Ваша задача » Согласно фрагменту о рассуждениях Вильгельма, по законам какого популярного текста сон организует хаотические впечатления?

Фрагмент »
======
Таким образом – первое звено: сон представляет собой организацию хаотических впечатлений (вернее, кажущихся хаотическими, поскольку кодирующая их структура пока еще не известна) по законам популярного текста «вывороченной Библии». Но, установив эту связь, Вильгельм строит следующее звено: если реальность может быть осмыслена с помощью некоторого текста, то нельзя ли предположить, что этот текст является генератором этой реальности? И далее: если все события, развернувшиеся в монастыре, вращаются вокруг некоторой рукописи, а кажущийся хаос этих событий организуется с помощью «Киприанова пира», то не следует ли предположить, что эта сатира имеет какое-то отношение к искомой рукописи? В совокупности с другими расшифровками эта гипотеза позволяет Вильгельму найти таинственную рукопись в каталоге, несмотря на невнятность описания, и, в конце концов, уверенно потребовать от Хорхе рукопись конволюта с латинской переделкой или стихотворным переложением «Киприанова пира».
======
[Записи с указанием на размеченные объекты]
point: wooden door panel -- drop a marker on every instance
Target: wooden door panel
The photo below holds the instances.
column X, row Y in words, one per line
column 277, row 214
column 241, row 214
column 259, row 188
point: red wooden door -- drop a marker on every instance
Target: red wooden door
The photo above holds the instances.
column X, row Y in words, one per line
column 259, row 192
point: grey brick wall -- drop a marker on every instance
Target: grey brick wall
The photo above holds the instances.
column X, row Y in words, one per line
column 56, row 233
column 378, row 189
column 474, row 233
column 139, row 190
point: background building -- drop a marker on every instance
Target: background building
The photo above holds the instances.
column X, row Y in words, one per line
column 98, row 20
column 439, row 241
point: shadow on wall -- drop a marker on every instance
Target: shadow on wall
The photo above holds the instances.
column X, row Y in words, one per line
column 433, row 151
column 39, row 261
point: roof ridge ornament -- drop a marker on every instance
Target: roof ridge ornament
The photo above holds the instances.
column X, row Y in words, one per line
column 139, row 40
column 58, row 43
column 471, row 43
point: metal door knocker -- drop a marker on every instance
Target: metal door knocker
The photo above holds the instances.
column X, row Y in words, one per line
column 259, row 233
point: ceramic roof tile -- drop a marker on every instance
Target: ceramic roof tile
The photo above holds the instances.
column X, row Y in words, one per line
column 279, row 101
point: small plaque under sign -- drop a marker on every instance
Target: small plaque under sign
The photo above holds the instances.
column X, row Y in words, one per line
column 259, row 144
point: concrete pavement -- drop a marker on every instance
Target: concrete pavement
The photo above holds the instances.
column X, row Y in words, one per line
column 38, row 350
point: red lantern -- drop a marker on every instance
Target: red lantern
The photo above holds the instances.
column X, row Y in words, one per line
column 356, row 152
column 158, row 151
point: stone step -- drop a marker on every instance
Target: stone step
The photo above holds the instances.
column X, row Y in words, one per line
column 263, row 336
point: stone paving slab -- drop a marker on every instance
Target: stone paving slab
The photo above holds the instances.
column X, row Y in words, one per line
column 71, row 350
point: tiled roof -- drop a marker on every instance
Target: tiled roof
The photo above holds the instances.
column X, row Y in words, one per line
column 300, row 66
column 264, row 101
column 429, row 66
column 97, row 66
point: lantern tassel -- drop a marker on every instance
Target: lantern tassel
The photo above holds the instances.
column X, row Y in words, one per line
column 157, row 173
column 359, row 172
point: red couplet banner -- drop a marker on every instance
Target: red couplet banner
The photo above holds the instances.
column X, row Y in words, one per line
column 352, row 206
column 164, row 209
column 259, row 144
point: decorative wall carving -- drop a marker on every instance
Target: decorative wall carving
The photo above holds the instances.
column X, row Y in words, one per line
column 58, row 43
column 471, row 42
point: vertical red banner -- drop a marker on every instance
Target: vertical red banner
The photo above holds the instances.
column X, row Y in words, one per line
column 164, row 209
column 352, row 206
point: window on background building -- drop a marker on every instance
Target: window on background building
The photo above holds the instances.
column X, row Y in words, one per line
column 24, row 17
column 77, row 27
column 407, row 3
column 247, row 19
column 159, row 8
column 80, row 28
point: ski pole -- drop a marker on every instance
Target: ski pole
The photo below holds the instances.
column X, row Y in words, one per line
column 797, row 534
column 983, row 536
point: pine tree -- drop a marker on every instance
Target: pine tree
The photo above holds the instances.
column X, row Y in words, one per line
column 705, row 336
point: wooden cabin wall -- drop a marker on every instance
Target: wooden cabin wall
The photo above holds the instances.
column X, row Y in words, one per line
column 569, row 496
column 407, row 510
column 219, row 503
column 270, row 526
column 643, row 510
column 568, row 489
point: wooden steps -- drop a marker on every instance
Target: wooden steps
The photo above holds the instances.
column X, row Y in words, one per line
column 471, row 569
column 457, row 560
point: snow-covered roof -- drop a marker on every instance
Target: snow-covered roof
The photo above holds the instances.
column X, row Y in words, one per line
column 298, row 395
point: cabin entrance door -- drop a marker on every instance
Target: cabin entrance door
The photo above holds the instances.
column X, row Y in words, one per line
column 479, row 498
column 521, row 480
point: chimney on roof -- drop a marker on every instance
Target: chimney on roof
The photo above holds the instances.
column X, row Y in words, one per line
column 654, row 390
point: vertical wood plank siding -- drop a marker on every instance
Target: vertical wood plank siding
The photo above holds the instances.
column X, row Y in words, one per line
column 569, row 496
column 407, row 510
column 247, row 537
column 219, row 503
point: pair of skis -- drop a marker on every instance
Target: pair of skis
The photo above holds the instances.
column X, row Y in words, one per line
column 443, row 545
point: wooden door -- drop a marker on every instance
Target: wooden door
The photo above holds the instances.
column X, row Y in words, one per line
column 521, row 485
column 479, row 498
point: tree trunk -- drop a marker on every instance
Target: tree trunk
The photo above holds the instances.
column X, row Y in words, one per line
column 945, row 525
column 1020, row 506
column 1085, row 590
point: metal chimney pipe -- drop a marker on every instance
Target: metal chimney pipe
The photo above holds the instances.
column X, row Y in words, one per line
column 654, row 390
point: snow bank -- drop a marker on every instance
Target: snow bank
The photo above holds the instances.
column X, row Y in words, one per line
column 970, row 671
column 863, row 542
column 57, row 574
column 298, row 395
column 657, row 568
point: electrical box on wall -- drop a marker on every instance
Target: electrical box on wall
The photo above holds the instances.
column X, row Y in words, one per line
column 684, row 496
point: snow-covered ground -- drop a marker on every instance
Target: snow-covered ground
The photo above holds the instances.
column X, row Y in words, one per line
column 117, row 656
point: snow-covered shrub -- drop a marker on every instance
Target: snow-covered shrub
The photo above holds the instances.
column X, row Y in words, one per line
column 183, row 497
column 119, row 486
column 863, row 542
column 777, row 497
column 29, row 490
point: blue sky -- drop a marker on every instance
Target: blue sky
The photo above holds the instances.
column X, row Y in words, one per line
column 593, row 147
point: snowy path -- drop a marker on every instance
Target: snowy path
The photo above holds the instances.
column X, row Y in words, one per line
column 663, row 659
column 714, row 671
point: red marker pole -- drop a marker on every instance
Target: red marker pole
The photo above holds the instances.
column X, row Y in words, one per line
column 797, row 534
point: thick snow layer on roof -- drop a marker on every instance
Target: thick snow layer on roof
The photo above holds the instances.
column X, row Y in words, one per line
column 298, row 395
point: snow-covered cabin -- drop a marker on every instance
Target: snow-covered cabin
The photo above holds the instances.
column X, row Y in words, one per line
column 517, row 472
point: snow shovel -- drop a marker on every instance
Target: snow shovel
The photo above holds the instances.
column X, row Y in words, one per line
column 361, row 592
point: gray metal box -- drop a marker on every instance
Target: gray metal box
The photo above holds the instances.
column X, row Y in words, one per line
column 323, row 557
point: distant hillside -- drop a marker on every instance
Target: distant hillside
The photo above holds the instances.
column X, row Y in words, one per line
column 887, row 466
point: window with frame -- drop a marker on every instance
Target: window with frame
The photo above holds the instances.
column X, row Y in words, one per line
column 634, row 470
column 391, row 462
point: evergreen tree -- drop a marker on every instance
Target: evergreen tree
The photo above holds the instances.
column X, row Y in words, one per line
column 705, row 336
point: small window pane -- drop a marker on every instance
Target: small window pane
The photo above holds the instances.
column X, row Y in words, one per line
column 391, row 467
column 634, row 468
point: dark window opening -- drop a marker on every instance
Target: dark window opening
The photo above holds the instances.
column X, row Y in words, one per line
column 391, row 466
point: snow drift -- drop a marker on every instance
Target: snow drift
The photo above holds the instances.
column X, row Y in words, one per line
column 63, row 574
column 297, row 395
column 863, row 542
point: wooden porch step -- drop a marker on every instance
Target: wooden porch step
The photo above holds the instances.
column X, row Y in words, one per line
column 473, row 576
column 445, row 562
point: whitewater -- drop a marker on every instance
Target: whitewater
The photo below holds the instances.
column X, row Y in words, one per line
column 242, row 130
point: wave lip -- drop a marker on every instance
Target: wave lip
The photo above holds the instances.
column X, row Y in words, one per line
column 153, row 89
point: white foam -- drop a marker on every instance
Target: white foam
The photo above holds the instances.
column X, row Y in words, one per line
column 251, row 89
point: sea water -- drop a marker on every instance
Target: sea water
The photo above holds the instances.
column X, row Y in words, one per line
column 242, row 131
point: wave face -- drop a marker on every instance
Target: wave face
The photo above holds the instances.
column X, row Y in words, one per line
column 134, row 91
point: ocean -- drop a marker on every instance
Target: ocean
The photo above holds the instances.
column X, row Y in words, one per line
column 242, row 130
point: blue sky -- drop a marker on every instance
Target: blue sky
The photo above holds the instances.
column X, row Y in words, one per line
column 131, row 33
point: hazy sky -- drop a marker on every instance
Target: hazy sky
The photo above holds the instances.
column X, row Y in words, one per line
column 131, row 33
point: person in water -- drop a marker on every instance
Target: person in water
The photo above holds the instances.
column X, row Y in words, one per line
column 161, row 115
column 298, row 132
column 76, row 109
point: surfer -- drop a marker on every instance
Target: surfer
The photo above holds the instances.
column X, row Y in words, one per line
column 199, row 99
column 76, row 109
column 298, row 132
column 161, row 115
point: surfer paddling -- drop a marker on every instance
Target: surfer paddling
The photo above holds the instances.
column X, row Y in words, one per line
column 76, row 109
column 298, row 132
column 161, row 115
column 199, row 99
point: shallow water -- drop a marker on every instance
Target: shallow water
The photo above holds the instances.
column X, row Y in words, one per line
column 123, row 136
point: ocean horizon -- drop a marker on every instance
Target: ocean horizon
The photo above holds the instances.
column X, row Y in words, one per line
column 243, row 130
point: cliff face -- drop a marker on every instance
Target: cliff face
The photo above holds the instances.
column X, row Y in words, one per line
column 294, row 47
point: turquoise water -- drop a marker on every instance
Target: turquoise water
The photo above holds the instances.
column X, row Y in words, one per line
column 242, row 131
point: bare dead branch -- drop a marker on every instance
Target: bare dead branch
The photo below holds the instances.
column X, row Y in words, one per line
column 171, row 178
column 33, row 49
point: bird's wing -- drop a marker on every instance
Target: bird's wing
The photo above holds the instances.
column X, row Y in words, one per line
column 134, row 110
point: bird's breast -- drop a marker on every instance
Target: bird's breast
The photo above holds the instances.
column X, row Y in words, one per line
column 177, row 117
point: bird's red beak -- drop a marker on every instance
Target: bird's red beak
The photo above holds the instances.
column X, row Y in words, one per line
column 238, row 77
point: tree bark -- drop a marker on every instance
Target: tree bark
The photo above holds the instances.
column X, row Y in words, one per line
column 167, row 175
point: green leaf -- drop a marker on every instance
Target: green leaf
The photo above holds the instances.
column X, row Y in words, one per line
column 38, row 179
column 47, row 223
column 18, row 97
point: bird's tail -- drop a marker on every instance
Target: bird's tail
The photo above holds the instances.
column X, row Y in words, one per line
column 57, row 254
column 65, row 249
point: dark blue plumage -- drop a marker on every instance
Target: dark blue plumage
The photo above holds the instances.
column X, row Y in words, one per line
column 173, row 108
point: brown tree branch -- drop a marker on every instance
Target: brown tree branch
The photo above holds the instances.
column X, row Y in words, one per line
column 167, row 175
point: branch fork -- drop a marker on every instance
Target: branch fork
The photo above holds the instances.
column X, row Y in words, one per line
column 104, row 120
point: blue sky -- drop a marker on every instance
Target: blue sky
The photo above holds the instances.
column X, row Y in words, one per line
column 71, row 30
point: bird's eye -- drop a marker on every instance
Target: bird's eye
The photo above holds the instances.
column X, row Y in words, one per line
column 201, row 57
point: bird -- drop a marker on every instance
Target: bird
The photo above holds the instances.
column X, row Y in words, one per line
======
Полный ответ » По законам популярного текста «вывороченной Библии».